*** Available data ***

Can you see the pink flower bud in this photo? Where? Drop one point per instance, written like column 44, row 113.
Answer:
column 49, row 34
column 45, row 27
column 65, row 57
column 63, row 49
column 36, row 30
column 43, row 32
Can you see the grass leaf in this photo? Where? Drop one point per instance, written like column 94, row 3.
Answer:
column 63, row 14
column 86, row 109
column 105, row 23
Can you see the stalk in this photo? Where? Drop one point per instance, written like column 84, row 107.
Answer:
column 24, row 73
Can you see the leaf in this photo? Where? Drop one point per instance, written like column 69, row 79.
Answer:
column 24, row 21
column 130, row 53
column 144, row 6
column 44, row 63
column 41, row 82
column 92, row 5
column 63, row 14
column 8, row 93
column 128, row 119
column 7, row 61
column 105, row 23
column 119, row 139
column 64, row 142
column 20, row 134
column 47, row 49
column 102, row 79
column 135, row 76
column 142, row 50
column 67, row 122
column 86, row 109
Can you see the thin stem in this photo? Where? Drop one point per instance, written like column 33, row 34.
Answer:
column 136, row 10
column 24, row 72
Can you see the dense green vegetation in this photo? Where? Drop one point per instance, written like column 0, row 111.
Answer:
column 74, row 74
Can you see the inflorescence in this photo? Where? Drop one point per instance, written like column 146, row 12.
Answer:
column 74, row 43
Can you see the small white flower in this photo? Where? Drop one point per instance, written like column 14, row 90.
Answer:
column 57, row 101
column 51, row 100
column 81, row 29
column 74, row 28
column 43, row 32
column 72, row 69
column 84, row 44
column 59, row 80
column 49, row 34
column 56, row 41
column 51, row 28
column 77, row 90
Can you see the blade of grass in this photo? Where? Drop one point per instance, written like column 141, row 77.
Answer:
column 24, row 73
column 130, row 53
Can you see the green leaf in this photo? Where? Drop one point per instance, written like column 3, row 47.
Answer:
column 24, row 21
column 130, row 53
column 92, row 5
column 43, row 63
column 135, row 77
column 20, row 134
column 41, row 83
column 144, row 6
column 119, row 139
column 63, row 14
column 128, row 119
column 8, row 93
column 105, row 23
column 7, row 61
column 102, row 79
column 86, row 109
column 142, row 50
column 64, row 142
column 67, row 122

*** End of Available data ***

▸ **Exercise**
Lines from the top of the data above through the line containing "Can you see the grass" must be repeated exactly. All other lines stay out.

▸ **Result of the exercise**
Can you see the pink flower bud in this photo? Where? Drop one point per instance, written like column 44, row 113.
Answer:
column 49, row 34
column 45, row 27
column 65, row 57
column 63, row 49
column 36, row 30
column 43, row 32
Can you see the grass leaf in this photo? Where? Drop one point per instance, written like column 94, row 3.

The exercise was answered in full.